**Entries supplied**

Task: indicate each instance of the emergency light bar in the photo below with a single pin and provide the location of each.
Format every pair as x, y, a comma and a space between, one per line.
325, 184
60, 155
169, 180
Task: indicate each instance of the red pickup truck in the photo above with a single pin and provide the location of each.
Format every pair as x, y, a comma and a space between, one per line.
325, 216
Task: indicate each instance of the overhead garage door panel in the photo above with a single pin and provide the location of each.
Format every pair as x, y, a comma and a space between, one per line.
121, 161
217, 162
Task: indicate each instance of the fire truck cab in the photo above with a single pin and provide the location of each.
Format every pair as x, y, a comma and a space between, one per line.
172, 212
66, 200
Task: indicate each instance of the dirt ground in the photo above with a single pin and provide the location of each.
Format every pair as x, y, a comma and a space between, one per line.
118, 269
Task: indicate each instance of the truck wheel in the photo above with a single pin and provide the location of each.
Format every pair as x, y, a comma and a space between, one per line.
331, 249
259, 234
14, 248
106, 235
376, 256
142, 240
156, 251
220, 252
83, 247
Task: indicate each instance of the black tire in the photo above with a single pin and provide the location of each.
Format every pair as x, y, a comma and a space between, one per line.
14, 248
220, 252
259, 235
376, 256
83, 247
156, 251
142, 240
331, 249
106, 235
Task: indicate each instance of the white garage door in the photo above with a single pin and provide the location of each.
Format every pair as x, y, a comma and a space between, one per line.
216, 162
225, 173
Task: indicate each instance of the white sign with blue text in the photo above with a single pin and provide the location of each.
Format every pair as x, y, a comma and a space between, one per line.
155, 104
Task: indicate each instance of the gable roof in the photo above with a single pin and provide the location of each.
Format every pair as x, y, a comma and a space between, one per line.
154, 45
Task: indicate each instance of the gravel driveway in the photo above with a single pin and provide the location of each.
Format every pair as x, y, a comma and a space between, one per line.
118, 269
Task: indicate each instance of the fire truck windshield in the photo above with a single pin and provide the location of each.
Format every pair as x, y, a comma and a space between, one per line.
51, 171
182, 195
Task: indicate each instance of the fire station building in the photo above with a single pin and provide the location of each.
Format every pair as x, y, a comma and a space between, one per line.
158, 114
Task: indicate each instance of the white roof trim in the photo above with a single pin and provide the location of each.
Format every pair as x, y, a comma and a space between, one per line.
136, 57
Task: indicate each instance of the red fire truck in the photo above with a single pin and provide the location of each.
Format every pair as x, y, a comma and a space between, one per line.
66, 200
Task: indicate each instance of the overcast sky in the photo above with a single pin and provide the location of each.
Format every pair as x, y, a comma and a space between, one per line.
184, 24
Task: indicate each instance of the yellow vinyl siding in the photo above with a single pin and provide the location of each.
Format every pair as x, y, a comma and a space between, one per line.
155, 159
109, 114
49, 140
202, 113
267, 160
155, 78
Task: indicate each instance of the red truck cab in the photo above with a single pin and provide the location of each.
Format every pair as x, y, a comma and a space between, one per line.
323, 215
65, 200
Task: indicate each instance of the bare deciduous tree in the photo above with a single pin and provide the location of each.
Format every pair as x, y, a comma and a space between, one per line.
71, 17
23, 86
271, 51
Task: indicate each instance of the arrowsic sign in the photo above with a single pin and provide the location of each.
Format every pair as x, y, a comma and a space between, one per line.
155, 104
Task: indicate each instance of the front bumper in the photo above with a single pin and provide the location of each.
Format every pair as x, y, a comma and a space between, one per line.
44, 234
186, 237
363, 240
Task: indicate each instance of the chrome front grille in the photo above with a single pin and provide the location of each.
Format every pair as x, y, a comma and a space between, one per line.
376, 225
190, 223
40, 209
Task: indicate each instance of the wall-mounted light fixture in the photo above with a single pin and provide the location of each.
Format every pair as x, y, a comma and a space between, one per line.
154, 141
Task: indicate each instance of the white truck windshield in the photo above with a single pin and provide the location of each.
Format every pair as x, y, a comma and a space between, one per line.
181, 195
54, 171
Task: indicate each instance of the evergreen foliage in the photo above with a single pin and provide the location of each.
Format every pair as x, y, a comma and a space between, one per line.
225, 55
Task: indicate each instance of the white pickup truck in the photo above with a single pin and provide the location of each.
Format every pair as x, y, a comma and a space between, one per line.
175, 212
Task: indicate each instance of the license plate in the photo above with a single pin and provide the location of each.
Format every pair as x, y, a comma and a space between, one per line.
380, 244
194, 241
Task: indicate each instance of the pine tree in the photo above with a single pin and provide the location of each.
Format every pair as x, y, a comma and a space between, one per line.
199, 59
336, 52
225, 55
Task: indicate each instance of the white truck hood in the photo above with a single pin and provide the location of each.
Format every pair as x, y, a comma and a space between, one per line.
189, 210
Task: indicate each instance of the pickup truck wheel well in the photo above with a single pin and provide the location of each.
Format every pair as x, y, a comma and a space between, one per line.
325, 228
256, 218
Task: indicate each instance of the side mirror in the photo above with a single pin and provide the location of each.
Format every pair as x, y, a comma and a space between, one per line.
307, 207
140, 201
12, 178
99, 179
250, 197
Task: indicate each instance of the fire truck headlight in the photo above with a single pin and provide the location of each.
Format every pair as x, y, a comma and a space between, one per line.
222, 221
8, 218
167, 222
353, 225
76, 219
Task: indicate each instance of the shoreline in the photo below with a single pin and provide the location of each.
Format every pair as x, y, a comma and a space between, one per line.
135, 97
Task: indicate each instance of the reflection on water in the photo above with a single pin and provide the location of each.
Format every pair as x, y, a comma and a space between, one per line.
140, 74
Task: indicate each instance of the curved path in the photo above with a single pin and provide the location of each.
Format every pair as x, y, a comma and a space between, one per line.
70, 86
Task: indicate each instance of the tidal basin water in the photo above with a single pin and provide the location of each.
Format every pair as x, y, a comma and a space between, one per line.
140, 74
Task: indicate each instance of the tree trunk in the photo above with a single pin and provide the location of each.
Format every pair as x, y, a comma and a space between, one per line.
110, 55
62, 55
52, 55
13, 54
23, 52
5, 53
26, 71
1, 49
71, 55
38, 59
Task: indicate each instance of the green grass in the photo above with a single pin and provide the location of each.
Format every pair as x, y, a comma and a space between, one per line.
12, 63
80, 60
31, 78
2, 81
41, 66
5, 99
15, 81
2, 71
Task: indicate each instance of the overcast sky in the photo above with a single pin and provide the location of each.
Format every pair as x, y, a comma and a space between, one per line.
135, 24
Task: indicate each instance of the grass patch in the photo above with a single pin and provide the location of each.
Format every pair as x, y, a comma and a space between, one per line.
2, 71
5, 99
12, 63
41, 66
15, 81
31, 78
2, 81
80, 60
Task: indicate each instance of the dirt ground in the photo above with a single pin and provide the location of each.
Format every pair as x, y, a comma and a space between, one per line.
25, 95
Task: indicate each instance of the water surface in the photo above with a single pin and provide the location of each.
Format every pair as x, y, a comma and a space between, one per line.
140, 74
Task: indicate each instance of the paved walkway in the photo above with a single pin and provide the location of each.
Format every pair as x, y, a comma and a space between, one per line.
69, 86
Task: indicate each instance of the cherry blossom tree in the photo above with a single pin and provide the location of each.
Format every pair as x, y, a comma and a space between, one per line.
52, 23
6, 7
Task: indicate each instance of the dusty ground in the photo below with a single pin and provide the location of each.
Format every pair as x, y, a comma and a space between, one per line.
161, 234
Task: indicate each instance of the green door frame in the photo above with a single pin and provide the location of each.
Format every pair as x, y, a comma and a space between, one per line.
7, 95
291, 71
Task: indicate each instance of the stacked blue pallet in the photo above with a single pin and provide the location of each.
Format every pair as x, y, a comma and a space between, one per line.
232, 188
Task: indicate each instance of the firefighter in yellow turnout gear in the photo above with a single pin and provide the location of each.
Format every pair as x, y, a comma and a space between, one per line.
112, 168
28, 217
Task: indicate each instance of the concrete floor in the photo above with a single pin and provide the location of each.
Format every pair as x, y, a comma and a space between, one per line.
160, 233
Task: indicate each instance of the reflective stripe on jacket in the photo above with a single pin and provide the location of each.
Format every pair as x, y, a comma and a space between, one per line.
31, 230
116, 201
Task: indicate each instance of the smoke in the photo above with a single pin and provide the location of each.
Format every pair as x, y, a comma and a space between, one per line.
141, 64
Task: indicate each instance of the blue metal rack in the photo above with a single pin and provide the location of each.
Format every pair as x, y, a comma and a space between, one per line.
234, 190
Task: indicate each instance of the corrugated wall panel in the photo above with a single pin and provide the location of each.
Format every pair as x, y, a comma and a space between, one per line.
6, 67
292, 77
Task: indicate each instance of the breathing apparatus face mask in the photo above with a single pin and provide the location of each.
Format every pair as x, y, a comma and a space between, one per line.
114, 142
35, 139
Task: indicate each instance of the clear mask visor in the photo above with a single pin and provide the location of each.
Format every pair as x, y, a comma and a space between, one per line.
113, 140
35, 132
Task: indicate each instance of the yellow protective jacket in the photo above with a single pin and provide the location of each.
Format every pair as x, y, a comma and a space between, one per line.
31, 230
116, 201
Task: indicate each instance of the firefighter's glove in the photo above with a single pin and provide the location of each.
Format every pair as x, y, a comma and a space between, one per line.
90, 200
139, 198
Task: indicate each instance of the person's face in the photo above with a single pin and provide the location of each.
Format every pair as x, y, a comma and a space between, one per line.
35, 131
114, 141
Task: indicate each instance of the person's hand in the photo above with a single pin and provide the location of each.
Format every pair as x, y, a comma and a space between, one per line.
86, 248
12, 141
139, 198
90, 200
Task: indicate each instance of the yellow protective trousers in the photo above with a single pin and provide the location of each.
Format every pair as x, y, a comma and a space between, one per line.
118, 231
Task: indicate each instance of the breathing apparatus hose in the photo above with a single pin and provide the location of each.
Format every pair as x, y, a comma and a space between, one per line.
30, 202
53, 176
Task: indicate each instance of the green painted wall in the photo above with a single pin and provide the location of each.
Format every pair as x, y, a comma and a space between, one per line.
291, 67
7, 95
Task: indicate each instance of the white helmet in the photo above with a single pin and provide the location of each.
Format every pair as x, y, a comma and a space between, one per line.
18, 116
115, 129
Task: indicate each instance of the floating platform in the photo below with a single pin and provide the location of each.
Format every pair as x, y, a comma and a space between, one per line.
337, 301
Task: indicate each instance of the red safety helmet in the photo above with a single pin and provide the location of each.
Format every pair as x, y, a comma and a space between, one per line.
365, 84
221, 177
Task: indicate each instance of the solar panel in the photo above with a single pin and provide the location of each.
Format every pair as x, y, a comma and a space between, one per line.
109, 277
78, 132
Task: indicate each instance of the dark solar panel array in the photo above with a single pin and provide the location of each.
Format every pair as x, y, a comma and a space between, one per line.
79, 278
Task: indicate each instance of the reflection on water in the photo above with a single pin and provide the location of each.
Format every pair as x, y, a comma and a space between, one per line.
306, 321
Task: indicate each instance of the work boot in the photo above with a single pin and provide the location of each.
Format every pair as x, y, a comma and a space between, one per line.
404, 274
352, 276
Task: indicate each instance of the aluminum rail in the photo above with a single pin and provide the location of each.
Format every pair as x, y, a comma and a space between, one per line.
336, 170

**Work required**
Starting at the line that contains "Task: indicate each instance of the red safety" and continuing through the end of the records, reproduce only those lines with every "solar panel" replaced by "photovoltaic panel" and nothing else altered.

**Task result**
Task: indicate each instance of the red safety helmet in the photo above with a single pin and provide the location of each.
Format every pair as x, y, a comma and a space between, one per line.
365, 84
221, 177
Task: indicate each instance of the photovoltaic panel in the photo above with a single pin and provide the location of each.
Format every pair as x, y, a comma and a space between, one per line.
109, 277
78, 132
Task: indicate each instance of the dark photovoltaic panel array in the photo above with a single pin and provide the location of each.
Format every pair as x, y, a comma and a space between, one per line.
79, 278
Task: indicate each instance of the reflection on water in the photo above with a single pin and provide the location of each.
Format every pair as x, y, a comma and a space between, one per line.
306, 321
Task: indicate each instance of the work boot in the photo above with a single pin and provide the location of each.
Format every pair as x, y, a comma and a space between, one per line.
404, 274
352, 276
Task: indicate each instance of the aluminum rail in the photo above with a single pin and provide the location of each.
Format every pair as x, y, a comma and a space between, one per line.
336, 170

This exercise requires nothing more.